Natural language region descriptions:
● ● ●
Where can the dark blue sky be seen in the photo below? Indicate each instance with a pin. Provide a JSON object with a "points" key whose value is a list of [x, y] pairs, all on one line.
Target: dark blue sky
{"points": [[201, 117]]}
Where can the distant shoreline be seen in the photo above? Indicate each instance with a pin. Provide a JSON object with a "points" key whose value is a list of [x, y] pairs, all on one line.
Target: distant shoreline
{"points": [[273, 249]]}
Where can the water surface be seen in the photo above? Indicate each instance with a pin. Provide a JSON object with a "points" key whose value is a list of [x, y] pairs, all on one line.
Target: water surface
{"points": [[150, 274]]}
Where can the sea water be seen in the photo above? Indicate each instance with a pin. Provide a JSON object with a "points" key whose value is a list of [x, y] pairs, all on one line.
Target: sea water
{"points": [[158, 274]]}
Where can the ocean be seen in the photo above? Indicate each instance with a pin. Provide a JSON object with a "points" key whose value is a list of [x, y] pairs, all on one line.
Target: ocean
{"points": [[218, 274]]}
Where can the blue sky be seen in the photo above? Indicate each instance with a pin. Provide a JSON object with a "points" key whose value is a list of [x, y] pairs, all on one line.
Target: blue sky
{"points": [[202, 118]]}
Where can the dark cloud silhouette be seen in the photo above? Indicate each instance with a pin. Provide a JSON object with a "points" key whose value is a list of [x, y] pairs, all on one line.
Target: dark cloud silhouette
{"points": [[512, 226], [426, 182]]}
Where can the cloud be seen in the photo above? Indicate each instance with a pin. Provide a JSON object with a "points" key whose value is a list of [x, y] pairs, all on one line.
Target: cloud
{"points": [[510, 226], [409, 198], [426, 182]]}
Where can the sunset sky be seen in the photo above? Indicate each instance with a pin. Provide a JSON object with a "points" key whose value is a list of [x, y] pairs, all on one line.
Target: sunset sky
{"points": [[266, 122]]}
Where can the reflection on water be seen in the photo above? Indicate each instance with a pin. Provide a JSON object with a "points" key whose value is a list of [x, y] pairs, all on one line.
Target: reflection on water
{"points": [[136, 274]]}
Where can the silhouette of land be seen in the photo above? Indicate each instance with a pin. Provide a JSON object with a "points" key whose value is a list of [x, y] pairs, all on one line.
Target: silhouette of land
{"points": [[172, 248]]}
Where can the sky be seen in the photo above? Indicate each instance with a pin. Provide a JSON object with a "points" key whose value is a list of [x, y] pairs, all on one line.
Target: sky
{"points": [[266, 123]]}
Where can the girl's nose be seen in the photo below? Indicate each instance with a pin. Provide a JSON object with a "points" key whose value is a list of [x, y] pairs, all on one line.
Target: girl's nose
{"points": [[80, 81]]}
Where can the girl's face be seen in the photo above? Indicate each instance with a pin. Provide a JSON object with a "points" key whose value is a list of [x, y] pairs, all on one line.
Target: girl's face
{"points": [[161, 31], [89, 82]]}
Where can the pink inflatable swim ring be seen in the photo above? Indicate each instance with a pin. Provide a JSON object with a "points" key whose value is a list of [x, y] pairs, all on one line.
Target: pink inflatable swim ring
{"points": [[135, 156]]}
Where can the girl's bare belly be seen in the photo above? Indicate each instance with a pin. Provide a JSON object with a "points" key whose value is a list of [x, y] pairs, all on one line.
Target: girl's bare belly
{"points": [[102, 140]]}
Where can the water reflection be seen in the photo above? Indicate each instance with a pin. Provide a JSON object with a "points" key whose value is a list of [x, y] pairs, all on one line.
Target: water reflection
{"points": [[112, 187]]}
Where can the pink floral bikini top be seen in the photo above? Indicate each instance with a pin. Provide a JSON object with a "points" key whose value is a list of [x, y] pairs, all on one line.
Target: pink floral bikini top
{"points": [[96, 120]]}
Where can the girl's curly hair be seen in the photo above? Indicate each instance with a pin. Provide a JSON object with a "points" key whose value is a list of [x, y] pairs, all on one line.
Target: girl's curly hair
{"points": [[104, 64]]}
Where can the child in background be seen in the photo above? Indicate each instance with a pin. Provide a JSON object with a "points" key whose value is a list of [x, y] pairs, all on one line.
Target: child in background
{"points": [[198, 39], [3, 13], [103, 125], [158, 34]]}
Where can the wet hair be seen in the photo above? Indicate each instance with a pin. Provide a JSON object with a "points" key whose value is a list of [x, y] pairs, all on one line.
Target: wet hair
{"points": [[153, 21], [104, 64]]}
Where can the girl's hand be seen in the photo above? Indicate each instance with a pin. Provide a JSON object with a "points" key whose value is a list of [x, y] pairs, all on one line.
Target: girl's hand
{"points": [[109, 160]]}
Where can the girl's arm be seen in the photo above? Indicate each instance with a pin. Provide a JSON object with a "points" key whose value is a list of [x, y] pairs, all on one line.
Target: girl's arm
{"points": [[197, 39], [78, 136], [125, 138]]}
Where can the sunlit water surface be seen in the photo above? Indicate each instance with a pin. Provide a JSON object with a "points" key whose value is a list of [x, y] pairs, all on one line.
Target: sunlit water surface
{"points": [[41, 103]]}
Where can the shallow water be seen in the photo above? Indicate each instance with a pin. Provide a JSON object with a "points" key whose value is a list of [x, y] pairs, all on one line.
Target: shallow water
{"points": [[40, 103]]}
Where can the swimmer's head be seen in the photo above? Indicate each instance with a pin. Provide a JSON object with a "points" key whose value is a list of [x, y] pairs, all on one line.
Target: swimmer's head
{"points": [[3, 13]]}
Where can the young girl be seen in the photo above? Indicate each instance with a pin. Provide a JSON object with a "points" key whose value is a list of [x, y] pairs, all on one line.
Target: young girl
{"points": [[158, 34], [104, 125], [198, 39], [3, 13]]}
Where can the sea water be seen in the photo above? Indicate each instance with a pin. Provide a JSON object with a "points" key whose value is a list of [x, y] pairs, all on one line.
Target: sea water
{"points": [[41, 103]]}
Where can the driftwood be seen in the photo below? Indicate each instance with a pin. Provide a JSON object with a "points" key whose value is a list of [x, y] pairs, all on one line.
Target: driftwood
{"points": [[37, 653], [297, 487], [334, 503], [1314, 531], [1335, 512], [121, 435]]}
● ● ●
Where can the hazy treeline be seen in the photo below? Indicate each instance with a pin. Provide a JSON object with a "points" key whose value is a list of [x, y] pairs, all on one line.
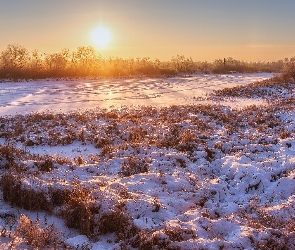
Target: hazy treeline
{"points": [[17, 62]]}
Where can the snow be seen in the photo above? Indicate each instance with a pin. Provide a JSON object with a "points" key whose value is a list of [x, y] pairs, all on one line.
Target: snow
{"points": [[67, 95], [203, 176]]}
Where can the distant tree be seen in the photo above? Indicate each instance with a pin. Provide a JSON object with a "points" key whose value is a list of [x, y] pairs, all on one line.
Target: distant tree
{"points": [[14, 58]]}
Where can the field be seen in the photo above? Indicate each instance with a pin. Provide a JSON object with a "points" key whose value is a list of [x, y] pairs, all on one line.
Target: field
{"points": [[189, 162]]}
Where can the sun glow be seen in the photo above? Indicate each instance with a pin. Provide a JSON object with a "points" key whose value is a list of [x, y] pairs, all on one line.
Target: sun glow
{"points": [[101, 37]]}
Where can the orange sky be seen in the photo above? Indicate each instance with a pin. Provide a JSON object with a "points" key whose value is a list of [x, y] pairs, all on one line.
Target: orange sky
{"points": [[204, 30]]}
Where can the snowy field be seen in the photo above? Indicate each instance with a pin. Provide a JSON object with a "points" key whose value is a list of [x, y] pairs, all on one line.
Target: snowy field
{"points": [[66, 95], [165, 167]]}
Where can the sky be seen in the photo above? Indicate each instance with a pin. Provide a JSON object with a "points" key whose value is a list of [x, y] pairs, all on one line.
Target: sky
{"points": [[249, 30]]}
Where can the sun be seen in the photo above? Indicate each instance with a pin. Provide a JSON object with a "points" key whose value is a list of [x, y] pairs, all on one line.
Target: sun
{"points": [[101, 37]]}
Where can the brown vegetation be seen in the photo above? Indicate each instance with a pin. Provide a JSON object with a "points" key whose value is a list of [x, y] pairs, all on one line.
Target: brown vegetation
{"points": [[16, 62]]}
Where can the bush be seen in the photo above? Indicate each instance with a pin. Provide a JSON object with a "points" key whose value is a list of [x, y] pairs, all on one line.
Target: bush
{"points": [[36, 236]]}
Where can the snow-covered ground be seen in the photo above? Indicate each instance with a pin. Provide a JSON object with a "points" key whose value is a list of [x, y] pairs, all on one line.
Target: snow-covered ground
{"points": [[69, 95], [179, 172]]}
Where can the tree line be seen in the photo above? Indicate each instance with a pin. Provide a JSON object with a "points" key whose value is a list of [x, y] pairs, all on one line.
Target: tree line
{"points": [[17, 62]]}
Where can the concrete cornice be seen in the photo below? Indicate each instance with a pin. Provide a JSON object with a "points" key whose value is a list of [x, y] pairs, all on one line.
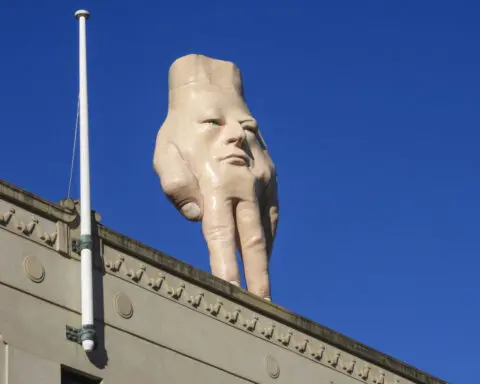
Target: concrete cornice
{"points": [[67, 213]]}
● ● ●
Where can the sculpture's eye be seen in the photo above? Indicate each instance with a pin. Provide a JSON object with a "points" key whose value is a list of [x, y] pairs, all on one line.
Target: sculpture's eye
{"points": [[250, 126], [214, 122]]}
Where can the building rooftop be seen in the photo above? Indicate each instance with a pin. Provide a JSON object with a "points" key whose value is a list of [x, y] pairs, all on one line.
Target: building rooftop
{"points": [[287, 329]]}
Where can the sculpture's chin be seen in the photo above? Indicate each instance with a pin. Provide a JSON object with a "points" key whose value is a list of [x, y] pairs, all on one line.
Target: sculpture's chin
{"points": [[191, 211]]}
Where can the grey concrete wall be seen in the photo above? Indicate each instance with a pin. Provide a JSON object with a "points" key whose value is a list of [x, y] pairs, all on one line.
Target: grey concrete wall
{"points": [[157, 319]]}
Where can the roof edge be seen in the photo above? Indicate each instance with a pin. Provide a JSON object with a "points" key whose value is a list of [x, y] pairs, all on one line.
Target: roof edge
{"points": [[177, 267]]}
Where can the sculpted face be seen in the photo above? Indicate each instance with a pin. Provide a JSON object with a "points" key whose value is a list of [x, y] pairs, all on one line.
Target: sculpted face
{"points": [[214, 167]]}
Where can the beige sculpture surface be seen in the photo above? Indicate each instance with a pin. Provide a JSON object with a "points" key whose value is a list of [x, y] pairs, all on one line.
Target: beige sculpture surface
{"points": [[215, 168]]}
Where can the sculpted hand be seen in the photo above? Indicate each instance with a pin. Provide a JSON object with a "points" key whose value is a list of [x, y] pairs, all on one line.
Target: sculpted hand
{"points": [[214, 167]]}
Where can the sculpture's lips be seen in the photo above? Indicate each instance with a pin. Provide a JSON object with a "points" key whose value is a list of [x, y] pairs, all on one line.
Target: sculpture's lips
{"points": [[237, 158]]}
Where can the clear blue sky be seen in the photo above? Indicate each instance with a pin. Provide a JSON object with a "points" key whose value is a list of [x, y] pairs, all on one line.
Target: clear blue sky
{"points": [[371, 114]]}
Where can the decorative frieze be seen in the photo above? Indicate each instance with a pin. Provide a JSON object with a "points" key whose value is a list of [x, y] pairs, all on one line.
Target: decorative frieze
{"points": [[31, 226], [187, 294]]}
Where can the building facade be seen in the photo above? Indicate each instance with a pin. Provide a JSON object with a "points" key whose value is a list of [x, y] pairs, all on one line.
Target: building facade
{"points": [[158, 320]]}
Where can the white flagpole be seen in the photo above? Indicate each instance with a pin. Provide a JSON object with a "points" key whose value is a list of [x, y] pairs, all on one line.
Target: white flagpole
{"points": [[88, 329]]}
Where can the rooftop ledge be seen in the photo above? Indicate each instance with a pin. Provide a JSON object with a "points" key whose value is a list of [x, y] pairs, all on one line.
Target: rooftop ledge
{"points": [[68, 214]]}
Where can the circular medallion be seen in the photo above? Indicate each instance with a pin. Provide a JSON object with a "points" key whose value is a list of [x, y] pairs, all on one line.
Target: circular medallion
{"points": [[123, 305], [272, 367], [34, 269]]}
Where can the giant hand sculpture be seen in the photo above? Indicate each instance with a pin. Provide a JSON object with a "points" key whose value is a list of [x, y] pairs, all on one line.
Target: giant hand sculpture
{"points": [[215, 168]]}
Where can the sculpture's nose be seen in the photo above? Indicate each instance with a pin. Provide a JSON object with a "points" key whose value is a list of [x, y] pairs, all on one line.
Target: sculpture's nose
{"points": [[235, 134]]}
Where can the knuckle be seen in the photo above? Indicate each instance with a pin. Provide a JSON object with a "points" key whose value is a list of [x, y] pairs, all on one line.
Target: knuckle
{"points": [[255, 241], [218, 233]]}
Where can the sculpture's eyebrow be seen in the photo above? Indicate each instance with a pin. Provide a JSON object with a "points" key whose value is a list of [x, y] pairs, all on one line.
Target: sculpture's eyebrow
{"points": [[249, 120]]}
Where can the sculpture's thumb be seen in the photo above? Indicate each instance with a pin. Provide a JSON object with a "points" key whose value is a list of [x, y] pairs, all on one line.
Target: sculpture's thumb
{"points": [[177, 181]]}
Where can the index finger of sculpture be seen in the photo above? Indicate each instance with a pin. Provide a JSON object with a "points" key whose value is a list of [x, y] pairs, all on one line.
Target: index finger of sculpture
● ● ●
[EXERCISE OBJECTIVE]
Your answer must be the lines above from the one containing "Where can the decorative" to the one containing "Where can the sculpture's eyebrow", both included, restated word for word.

[SOLUTION FOR THIS EXERCISE]
Where can the decorative frieze be seen in the photo above? Indicate each instance with a pin. Provide a JSON object with a "points" key whose value is a list of [x, y] pairs, all on one line.
Target: decorative frieze
{"points": [[31, 226], [187, 294]]}
Where can the building facade be seen in the photo above? Indicate each instance with a pin. Provide a JSON object with a "points" key whose value is a list of [x, y] pairs, all on one line.
Target: building facade
{"points": [[158, 320]]}
Where can the white flagpole be seen in the photo above? Indicate each instance with a pin. Provide a JSON object with a "points" key whose value is a list of [x, y] pairs, all on one line.
Target: white flagpole
{"points": [[88, 329]]}
Where can the rooftop ledge be seen in the photo above? Indicate each instance with a pin. Provide a JSON object with a "points" key whose value is a list of [x, y] pairs, all on one line.
Target: rooftop ledge
{"points": [[68, 214]]}
Where can the circular medallion be seen in the photo above? Indicate each instance with a pin. Provide a JSON object with a "points" key whose value is a list of [x, y] pairs, all on one line.
Target: circular medallion
{"points": [[123, 305], [272, 367], [34, 269]]}
Where can the giant hand sculpture be seen in the photo above? Indicate each instance with a pin. Provide a JSON object with a "points" key whose value is a list of [x, y] pairs, all on one line.
Target: giant hand sculpture
{"points": [[215, 168]]}
Where can the sculpture's nose be seen in the photo above? Indicate each instance with a pin. Provide a JSON object with a "points" key whose value is a list of [x, y] pairs, all on one line.
Target: sculpture's nose
{"points": [[235, 134]]}
Where can the knuckle be seen in the photo above? Indicate each instance with a pin. Provide a JSON object with a "points" key whose value is a list of [x, y] pairs, all on one line.
Target: knuckle
{"points": [[255, 241], [218, 233]]}
Where can the sculpture's eyebrow be seen in the photo above? Indicate each instance with a pin. Provide a JSON object with a "points" key whose value is a list of [x, y] pairs, all on one line.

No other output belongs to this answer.